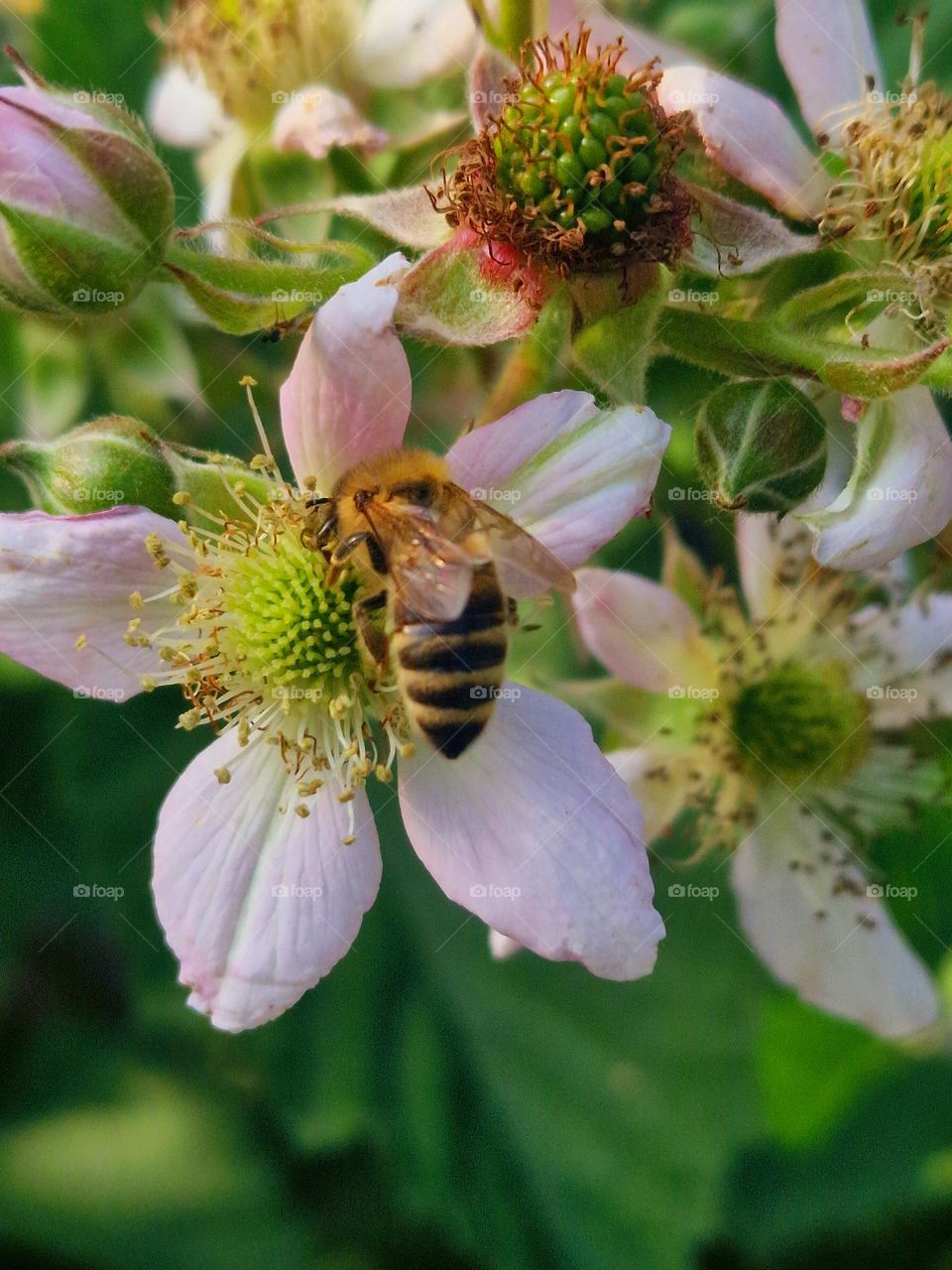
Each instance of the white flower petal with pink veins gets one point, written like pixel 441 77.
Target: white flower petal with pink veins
pixel 660 780
pixel 404 42
pixel 182 111
pixel 829 55
pixel 64 576
pixel 643 633
pixel 749 136
pixel 900 488
pixel 316 119
pixel 810 913
pixel 534 832
pixel 570 474
pixel 904 659
pixel 642 46
pixel 257 902
pixel 348 394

#####

# WHAT THIS TASK INVOLVES
Restate each record from above word for word, excluding any picture it holds.

# TASK RESULT
Each instance of the white flower petal with pink veins gets one point, written like pixel 441 77.
Target: white flower petal with pink veins
pixel 660 780
pixel 404 42
pixel 182 111
pixel 829 55
pixel 64 576
pixel 643 633
pixel 749 136
pixel 900 488
pixel 316 119
pixel 810 913
pixel 534 832
pixel 570 474
pixel 904 659
pixel 642 46
pixel 257 902
pixel 348 394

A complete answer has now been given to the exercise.